Source data
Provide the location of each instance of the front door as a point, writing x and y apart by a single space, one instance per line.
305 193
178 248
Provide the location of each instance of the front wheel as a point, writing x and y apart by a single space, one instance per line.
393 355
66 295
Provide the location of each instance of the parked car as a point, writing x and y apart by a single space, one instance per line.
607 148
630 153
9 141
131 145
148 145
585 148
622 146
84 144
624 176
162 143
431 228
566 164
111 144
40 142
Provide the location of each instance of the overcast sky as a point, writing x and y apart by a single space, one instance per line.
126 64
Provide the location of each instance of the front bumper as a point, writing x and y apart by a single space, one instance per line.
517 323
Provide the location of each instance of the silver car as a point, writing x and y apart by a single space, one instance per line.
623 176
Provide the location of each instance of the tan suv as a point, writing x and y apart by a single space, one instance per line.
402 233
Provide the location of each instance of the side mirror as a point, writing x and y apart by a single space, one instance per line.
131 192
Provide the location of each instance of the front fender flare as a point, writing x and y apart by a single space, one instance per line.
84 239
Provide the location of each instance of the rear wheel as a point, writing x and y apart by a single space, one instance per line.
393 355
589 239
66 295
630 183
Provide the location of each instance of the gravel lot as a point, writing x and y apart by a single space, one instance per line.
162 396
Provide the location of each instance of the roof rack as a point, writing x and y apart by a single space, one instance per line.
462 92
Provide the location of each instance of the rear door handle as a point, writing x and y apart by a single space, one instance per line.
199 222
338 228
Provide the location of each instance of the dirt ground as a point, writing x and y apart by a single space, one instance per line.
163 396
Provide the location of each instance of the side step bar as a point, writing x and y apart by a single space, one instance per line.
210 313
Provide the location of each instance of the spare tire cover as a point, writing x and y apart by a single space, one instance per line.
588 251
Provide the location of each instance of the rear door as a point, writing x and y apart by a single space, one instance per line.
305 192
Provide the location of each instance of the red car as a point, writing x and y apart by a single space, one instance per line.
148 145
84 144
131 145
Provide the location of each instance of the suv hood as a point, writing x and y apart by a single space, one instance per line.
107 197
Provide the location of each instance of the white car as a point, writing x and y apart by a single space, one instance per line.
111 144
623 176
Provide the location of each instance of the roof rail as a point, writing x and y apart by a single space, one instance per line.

*Task objective*. The records above must be repeated exactly, in their entirety.

*Solution for this task*.
Provide the location of each instance of the front door as a point, writing x and y apart by a single space, one instance per line.
305 193
178 248
Provide the location of each instance of the front wheel as a point, writing x and y apart by a single space, one instance per line.
393 355
66 295
Provide the location of each instance of the parked car as a point, writing x and y apart by a single space, one instance per line.
607 148
630 153
9 141
131 145
148 145
585 148
622 146
84 144
624 176
162 143
431 228
566 164
111 144
40 142
Provide the location of each instance of the overcast sky as a point, writing x and y apart by a single space, one instance per line.
126 64
Provide the location of each instance of the front bumper as a point, writing x and y apart by a single space, one instance per line.
517 323
Provide the location of each instance of the silver car as a point, writing x and y apart by a single space, one instance per line.
623 176
Provide the location of each instance of the tan suv as a point, writing x and y apart by a single space, one instance per line.
402 233
Provide the location of each instance of the side mirror as a point, writing x and y apart by a single space, one instance per line.
131 192
Provide the location of each instance of the front fender flare as a point, writing x and y apart by a single space, one instance per line.
84 239
Provide the location of each instance of the rear wheel as a point, writing x and y apart by a single space, one instance per line.
393 355
589 239
66 295
630 183
Provide the location of each instance of the gravel lot as a point, writing x and y apart by a single space, one instance per line.
162 396
Provide the location of each instance of the roof rack as a point, writing x and y apart by a single space, one instance per line.
462 92
Provide the location of each instance of the rear door handle as a point, writing x and y apart by a single space, one instance per line.
199 222
338 228
Provide the location of each instance of the dirt ground as a point, writing x and y apart by a single space, one instance per line.
163 396
Provide the location of each instance of the side step bar as a point, writing x and y apart by a single space, one instance per line.
210 313
Provide the location of each instance of the spare tire cover as a point, writing x and y apart by a single space, one instance per line.
588 251
Provide the location of each instance of the rear door as a point, writing x and y apart by a single space, one instance per line.
305 192
Provide the location of each instance of the red car as a point, writing x and y apart by a single space, one instance per line.
148 145
84 144
131 145
Provide the location of each instance of the suv hood as a point, writing x and y apart by a single space, one instance per line.
107 197
Provide the location of each instance of the white car as a point, writing x and y apart by a single space, one instance per line.
111 144
623 176
Provide the location of each instance of the roof rail as a point, writing x and y apart by a single space, one instance per line.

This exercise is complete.